__BRIEF__. Quote, without change, all of the lines that follow.

***** DATASET EXCERPTS

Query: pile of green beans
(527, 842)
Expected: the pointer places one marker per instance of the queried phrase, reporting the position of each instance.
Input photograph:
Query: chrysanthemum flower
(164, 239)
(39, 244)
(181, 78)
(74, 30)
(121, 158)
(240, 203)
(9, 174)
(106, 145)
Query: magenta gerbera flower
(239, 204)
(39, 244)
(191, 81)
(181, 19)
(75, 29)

**********

__REPLY__.
Query: pile of green beans
(527, 842)
Expected: the pointer places one marker per instance of the queried phrase, reporting the position of each instance.
Input photograph:
Query: chrysanthemum flower
(164, 239)
(39, 244)
(181, 78)
(74, 30)
(121, 158)
(240, 203)
(9, 174)
(106, 145)
Query: magenta gerbera flower
(239, 204)
(39, 244)
(191, 81)
(181, 19)
(75, 29)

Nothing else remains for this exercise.